_WORK REQUIRED:_
Transcribe the listing below in its entirety, exactly.

*** RECORDS TO USE ***

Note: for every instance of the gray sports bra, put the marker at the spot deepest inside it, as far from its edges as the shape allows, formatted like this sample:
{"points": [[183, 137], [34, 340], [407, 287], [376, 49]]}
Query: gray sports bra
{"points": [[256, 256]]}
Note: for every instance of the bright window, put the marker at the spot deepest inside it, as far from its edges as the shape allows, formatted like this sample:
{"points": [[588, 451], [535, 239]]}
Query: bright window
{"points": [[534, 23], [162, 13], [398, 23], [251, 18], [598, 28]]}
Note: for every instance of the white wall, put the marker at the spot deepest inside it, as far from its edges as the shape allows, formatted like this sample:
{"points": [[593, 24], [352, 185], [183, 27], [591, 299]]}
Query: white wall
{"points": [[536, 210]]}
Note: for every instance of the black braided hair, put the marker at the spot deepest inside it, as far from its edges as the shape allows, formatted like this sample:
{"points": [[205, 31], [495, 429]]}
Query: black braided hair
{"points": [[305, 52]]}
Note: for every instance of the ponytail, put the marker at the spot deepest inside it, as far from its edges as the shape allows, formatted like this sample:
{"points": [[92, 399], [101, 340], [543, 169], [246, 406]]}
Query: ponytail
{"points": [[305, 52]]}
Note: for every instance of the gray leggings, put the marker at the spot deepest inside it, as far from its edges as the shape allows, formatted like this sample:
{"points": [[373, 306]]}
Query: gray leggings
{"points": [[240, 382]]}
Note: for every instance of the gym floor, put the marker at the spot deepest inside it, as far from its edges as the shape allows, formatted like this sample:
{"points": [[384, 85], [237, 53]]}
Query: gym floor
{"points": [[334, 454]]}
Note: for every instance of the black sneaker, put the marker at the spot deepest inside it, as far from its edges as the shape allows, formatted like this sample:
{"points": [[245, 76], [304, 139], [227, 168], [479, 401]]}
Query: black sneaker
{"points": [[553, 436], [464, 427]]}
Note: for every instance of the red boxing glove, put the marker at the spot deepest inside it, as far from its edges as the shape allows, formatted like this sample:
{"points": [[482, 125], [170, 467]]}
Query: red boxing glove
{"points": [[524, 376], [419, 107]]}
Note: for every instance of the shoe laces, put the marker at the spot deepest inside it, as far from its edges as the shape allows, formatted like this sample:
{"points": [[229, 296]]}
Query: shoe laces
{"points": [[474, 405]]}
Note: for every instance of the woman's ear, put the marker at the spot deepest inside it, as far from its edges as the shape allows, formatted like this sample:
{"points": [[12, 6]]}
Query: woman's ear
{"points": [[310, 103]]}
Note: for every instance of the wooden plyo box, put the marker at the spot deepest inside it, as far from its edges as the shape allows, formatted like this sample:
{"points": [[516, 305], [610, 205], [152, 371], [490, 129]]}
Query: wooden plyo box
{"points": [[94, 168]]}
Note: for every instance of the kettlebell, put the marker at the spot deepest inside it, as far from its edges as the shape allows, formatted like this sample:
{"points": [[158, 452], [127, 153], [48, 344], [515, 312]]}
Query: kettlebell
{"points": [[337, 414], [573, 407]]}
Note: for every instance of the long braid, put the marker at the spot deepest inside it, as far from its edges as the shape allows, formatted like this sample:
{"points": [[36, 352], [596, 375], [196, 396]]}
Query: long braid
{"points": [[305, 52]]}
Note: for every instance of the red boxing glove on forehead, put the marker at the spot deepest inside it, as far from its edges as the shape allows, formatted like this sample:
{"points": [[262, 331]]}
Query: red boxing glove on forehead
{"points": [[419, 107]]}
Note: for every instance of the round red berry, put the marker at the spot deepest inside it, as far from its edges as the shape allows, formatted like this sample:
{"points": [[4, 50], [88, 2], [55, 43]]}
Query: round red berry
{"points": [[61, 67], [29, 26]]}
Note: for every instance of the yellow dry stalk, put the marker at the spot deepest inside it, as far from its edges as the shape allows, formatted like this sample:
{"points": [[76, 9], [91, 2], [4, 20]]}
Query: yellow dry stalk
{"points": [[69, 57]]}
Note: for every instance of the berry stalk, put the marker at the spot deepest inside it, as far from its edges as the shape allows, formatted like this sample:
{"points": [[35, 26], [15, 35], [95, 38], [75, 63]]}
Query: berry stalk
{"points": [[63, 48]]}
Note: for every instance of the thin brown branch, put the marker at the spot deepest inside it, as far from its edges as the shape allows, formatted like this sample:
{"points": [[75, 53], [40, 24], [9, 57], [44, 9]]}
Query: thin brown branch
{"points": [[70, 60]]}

***

_EXPECTED OUTPUT:_
Note: for every instance of the gray sports bra, put the marker at the spot deepest inside it, as far from its edges as the shape allows, formatted like this sample:
{"points": [[183, 137], [34, 340], [407, 287], [376, 49]]}
Query: gray sports bra
{"points": [[256, 256]]}
Note: for every instance of the bright window, put the marker at the spot deepest inside it, as far from its edges as the shape allows, formatted like this sample:
{"points": [[588, 451], [535, 239]]}
Query: bright window
{"points": [[534, 23], [162, 13], [398, 23], [251, 18], [598, 28]]}
Note: for every instance of the white wall, put the marker at the spot deepest inside it, as far from its edges as the shape allows, formatted like this sample:
{"points": [[593, 24], [352, 185], [183, 27], [591, 299]]}
Query: white wall
{"points": [[536, 210]]}
Note: for every instance of the black braided hair, put the marker at the spot deepest inside it, as far from its edges as the shape allows, formatted like this sample:
{"points": [[205, 31], [495, 429]]}
Query: black braided hair
{"points": [[305, 52]]}
Note: for every instance of the ponytail, put the marker at the spot deepest inside it, as far from its edges as the shape allows, formatted like this sample:
{"points": [[92, 399], [101, 340], [543, 169], [246, 406]]}
Query: ponytail
{"points": [[305, 52]]}
Note: for every instance of the gray leggings, put the marker at the spot deepest inside it, as far from its edges as the shape allows, formatted like this sample:
{"points": [[373, 306]]}
Query: gray leggings
{"points": [[240, 382]]}
Note: for every instance of the gym floor, put the marker at the spot deepest inside it, as far from its edges as the shape allows, formatted like this sample:
{"points": [[384, 85], [237, 53]]}
Query: gym floor
{"points": [[334, 454]]}
Note: for every instance of the black sneaker, put the marker at the spot deepest inside it, as far from its edges as the shape allows, formatted like this sample:
{"points": [[245, 76], [304, 139], [227, 168], [479, 401]]}
Query: black sneaker
{"points": [[553, 436], [464, 427]]}
Note: for every instance of the red boxing glove, put the marker at the spot deepest inside it, as far from its edges as the shape allows, formatted like this sample:
{"points": [[482, 125], [170, 467]]}
Query: red boxing glove
{"points": [[524, 376], [419, 107]]}
Note: for every instance of the shoe laces, put the marker at the spot deepest inside it, as far from its edges as the shape allows, formatted like this sample:
{"points": [[229, 296]]}
Query: shoe laces
{"points": [[474, 405]]}
Note: for every instance of the woman's ear, put the marker at the spot deepest inside it, as far from its edges as the shape allows, formatted like this sample:
{"points": [[12, 6]]}
Query: woman's ear
{"points": [[310, 103]]}
Note: for every instance of the wooden plyo box, put the marker at the spot deepest inside it, as far from its edges as the shape allows, formatted like this sample:
{"points": [[516, 305], [610, 205], [152, 371], [490, 129]]}
Query: wooden plyo box
{"points": [[94, 168]]}
Note: for every instance of the kettlebell, put the marker at the spot deepest inside it, as far from its edges as the shape allows, formatted like this sample:
{"points": [[158, 452], [127, 153], [48, 344], [515, 312]]}
Query: kettlebell
{"points": [[337, 414], [573, 407]]}
Note: for every instance of the long braid, put the marker at the spot deepest inside it, as far from its edges as the shape allows, formatted like this sample:
{"points": [[36, 352], [596, 375], [196, 396]]}
Query: long braid
{"points": [[305, 52]]}
Note: for every instance of the red boxing glove on forehead, put the marker at the spot deepest inside it, as far from its edges as the shape allows, formatted like this sample:
{"points": [[262, 331]]}
Query: red boxing glove on forehead
{"points": [[419, 107]]}
Note: for every instance of the round red berry, put the marker at the spot deepest inside it, as far from its edges as the shape allows, formatted like this sample:
{"points": [[4, 50], [88, 2], [55, 43]]}
Query: round red berry
{"points": [[61, 67], [29, 26]]}
Note: for every instance of the yellow dry stalk, put the marker at the spot deepest inside it, as far from its edges as the shape allows, formatted like this sample:
{"points": [[76, 9], [91, 2], [4, 20]]}
Query: yellow dry stalk
{"points": [[69, 57]]}
Note: for every instance of the berry stalk, put the marker at the spot deepest inside it, as far from its edges as the shape allows, formatted like this sample:
{"points": [[35, 26], [15, 35], [95, 38], [75, 63]]}
Query: berry stalk
{"points": [[63, 48]]}
Note: for every instance of the thin brown branch, put the marker at the spot deepest inside it, as far from its edges as the shape allows, formatted like this sample:
{"points": [[75, 53], [40, 24], [9, 57], [44, 9]]}
Query: thin brown branch
{"points": [[70, 60]]}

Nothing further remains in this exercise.